Tanzania tourism almost in full recovery


  • The sector’s players say the country has been able to recover the bulk of its receipts because tourists only postponed their 2020 trips instead of cancelling them

Dar es Salaam. Tanzania’s tourism has almost recovered from the Covid-19 doldrums, thanks to last year’s decision by major economies to end their citizens’ travel restrictions and other initiatives by the government tourism stakeholders.

The Bank of Tanzania (BoT)’s latest figures put the amount that the country earned from tourism receipts at almost the same level as the one that was attained before the global Covid-19 pandemic.

Tanzania earned $2.526 billion from tourism receipts in 2019.

During that year, a total of 1,527,230 tourists visited Tanzania, the BoT figures show.

However, with travel restrictions towards the end of 2019 when the pandemic started and throughout the year 2020, travel receipts to Tanzania and the number of tourists who visited the country plunged to $1 billion and 616,490 respectively.

But with the end of restrictions and some internal initiatives, the latest BoT figures put the amount in travel receipts attained in 2022 at $2.56 billion.

This symbolizes that the amount attained in travel receipts was 1.4 percent more than what was registered prior to the pandemic.

Similarly, the number of tourists who visited the country reached 1,454,920. This was only shy of 2019 numbers by a measly 4.7 percent.

“The level of tourist arrivals is approaching the pre-pandemic level of 1,527,230 in 2019, reflecting recovery of the tourism sector,” the BoT says in its Monthly Economic Review for January, 2023 which covers the entire 2022 calendar year.
· · · · · · ·
■ Task 1 ■
List every dollar amount given in the article on Tanzania's tourism recovery.
■ Task 2 ■
From the article on Tanzania's tourism recovery, extract the stretch from "But with the" through "at $2.56 billion.".

(Records taken from a collection)
· · · · · · ·
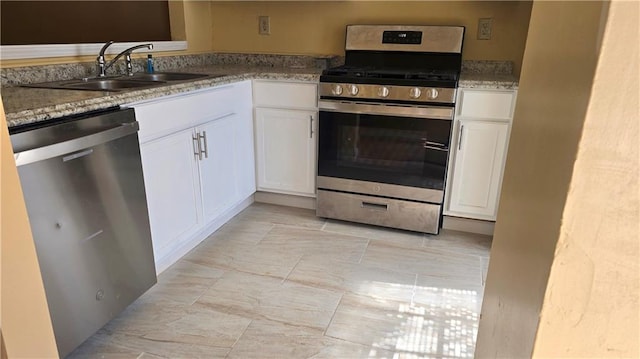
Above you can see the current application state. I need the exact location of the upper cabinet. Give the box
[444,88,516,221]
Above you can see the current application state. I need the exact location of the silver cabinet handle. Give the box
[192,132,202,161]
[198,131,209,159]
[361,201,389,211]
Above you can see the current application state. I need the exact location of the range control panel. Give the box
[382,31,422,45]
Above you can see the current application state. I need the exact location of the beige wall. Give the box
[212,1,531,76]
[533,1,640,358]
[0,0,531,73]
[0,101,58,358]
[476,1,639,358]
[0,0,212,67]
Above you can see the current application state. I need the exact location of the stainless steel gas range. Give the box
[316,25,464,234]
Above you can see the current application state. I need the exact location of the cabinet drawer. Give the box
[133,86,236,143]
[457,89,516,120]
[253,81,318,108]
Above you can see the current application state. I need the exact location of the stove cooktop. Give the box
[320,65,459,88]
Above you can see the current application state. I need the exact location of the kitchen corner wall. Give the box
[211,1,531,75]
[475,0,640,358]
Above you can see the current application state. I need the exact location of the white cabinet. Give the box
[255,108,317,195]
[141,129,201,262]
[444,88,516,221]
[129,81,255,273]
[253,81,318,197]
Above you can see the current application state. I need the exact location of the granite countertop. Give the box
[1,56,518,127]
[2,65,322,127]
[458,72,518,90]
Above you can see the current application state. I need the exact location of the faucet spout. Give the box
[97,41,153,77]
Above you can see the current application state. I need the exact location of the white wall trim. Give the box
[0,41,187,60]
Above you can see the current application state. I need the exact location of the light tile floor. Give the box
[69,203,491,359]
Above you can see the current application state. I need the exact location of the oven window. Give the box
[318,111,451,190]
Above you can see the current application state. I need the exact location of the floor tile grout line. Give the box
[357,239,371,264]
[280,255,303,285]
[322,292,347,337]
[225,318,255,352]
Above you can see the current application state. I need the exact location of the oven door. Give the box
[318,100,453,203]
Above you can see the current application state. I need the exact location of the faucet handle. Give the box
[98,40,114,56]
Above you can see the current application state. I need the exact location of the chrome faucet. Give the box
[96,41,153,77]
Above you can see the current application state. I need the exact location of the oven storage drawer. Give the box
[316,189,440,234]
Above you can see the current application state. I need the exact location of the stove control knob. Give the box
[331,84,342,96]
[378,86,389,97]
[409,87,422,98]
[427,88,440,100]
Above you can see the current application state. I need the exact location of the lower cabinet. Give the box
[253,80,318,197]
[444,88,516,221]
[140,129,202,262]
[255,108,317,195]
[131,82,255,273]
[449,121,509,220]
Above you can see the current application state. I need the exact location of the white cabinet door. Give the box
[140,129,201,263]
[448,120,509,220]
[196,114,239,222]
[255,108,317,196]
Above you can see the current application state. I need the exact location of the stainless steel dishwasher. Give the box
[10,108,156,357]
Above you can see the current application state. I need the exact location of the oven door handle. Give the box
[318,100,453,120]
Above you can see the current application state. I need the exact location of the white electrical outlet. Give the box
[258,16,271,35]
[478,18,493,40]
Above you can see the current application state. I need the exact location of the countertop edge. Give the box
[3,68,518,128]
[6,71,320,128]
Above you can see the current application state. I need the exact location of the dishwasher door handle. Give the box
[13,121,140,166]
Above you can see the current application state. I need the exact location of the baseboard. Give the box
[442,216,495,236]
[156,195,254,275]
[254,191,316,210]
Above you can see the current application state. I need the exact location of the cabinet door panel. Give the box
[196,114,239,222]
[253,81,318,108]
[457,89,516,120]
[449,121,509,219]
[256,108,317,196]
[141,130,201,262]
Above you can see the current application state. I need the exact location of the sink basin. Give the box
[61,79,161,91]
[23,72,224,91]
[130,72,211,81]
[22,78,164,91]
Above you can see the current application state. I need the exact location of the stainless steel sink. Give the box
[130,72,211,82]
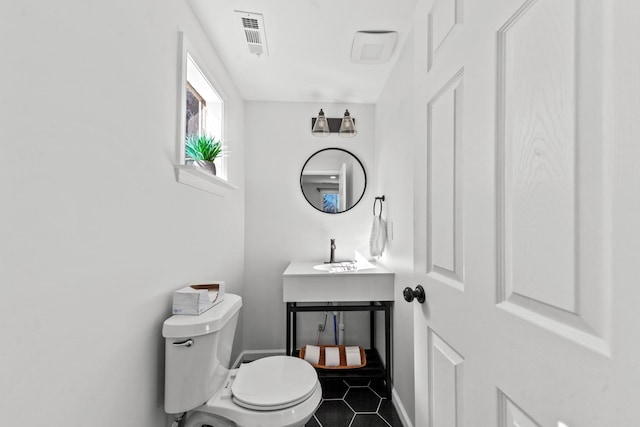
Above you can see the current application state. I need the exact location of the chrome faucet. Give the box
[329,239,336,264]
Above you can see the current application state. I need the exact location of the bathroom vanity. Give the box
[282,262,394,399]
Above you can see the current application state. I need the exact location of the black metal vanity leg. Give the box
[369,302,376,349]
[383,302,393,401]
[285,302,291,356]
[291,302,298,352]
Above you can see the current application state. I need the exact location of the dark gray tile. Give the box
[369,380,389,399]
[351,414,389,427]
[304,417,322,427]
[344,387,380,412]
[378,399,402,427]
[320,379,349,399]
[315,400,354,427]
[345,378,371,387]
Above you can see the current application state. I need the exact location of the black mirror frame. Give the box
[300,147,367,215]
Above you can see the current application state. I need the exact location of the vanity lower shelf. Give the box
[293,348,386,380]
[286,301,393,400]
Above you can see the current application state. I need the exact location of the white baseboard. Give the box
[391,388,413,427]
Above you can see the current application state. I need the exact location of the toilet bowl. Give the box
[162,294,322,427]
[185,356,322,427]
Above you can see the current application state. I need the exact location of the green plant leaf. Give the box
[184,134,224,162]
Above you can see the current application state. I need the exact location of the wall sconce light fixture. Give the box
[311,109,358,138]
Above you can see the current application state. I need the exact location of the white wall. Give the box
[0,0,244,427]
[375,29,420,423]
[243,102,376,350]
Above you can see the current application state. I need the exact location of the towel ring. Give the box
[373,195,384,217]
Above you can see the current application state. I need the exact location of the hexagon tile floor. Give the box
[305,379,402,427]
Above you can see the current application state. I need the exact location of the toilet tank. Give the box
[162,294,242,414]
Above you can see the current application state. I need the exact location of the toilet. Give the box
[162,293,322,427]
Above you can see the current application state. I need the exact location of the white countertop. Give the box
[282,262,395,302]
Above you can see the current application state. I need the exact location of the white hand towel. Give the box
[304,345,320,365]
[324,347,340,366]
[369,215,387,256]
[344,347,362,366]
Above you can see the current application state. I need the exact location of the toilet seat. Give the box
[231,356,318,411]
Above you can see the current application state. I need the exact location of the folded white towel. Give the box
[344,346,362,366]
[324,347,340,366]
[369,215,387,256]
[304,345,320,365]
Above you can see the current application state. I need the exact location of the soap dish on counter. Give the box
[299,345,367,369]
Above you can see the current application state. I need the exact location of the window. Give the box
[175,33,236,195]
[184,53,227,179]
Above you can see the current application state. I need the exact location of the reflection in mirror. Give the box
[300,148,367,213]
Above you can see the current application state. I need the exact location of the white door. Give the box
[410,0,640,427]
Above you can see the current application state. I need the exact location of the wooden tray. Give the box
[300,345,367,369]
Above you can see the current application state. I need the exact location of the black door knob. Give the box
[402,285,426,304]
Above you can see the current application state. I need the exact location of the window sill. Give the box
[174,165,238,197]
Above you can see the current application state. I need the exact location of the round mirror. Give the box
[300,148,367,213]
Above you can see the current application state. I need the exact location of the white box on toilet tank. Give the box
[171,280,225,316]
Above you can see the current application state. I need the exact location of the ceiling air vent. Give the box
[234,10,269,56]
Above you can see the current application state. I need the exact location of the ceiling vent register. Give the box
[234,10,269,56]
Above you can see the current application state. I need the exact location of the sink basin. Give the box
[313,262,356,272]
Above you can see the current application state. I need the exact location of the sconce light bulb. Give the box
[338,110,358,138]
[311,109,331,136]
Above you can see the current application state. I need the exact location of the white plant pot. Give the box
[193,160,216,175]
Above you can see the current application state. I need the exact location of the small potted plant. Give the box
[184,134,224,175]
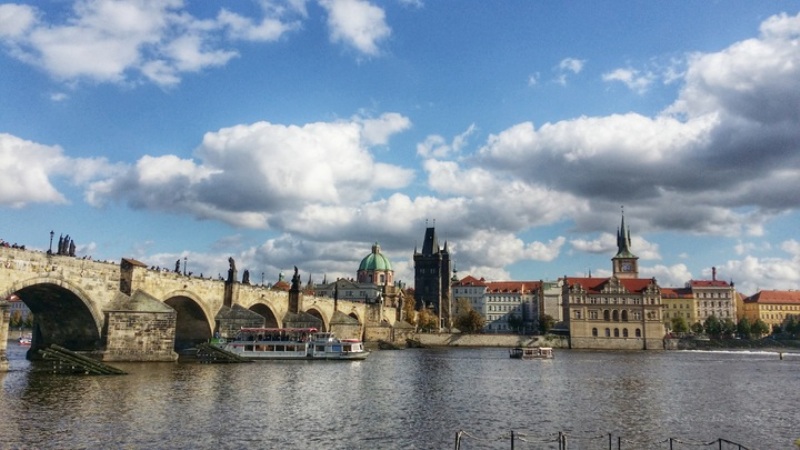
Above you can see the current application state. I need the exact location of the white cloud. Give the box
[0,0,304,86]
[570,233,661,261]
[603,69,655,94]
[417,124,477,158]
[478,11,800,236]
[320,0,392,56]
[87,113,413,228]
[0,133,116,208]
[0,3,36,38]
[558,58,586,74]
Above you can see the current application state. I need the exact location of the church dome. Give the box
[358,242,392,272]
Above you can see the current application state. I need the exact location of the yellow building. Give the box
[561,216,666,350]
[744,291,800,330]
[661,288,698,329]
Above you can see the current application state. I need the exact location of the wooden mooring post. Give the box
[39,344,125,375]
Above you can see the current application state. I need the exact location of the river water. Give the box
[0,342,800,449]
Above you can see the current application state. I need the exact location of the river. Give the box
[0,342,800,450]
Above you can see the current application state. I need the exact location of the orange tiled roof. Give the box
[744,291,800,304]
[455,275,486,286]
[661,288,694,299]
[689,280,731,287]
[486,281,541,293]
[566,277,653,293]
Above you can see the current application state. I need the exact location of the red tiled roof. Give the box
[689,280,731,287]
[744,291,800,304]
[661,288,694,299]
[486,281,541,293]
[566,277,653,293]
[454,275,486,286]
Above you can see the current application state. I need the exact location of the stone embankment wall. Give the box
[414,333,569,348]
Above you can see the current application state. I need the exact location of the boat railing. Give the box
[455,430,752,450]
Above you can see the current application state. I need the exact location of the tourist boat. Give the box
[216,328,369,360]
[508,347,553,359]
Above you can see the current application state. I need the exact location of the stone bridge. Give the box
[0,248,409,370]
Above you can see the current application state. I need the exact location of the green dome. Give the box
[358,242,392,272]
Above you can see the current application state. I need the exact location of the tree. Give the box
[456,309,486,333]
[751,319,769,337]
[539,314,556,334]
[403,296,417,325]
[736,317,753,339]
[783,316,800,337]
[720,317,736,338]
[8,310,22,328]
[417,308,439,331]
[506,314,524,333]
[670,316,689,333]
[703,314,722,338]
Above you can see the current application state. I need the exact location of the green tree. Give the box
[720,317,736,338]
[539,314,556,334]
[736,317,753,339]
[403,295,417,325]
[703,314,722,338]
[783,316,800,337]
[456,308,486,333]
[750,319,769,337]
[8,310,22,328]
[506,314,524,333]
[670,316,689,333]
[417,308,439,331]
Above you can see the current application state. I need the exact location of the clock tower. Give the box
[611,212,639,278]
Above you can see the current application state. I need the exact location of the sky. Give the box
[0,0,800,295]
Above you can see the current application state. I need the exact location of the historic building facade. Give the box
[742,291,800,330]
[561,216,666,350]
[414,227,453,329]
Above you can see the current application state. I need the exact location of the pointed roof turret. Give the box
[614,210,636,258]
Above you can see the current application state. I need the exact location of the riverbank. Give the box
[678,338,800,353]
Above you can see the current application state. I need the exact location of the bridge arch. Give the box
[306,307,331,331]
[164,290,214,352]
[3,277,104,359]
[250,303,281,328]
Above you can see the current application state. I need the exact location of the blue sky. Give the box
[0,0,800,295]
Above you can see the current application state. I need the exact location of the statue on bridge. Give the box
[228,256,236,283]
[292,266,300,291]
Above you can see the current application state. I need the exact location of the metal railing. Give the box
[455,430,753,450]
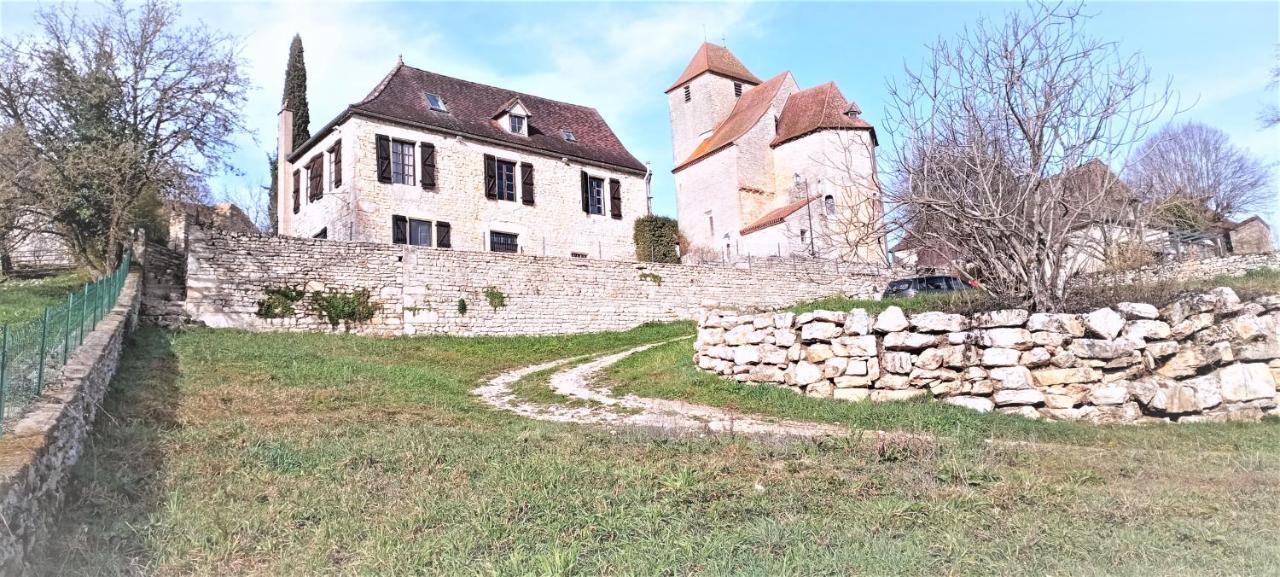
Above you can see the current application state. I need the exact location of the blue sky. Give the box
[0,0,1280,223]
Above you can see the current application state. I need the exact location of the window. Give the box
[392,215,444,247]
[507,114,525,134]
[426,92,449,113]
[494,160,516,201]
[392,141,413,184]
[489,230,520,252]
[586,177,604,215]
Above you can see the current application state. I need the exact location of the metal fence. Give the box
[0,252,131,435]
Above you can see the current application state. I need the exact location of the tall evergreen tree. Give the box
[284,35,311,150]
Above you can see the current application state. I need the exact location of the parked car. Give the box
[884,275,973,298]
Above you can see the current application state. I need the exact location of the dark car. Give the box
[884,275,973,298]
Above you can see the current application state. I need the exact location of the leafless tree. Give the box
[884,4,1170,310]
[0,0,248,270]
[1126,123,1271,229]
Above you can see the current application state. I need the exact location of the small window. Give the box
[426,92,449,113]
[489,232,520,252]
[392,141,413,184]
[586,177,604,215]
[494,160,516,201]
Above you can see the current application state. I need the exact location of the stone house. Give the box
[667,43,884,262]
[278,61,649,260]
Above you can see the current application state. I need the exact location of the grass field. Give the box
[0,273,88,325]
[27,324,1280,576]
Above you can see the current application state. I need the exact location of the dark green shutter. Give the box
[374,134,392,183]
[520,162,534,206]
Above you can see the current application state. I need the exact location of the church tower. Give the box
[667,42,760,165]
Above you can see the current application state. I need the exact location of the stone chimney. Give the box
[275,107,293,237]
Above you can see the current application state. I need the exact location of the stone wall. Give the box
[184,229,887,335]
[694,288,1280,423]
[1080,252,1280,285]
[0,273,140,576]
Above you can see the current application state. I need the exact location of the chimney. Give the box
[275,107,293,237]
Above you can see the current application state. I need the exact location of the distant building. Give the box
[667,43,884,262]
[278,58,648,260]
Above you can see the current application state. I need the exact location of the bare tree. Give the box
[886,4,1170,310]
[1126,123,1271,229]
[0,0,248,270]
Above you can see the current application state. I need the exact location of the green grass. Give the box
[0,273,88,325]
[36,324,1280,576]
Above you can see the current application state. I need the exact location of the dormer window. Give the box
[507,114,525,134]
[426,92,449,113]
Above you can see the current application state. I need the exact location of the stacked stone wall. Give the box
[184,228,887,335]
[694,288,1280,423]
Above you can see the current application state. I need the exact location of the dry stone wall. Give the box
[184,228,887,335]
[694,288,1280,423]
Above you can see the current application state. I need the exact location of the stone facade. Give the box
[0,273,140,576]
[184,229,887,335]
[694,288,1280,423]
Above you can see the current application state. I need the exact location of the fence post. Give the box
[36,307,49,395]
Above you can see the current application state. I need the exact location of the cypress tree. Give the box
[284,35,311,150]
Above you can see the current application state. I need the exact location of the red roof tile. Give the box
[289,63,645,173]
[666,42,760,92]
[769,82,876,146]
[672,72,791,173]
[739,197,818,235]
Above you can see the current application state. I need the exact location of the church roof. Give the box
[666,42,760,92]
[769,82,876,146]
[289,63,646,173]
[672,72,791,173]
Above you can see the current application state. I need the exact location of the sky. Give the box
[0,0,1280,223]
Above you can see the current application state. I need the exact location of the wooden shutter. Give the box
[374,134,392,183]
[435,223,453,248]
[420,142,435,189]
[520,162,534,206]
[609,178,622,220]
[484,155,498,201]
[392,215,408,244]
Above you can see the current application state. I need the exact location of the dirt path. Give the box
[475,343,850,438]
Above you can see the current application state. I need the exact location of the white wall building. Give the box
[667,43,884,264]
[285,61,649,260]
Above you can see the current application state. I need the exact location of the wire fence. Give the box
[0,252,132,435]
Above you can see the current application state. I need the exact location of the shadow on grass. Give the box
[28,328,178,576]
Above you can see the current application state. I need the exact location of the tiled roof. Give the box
· · · · · · ·
■ Response box 1 ■
$2.526 billion
$1 billion
$2.56 billion

■ Response box 2 ■
But with the end of restrictions and some internal initiatives, the latest BoT figures put the amount in travel receipts attained in 2022 at $2.56 billion.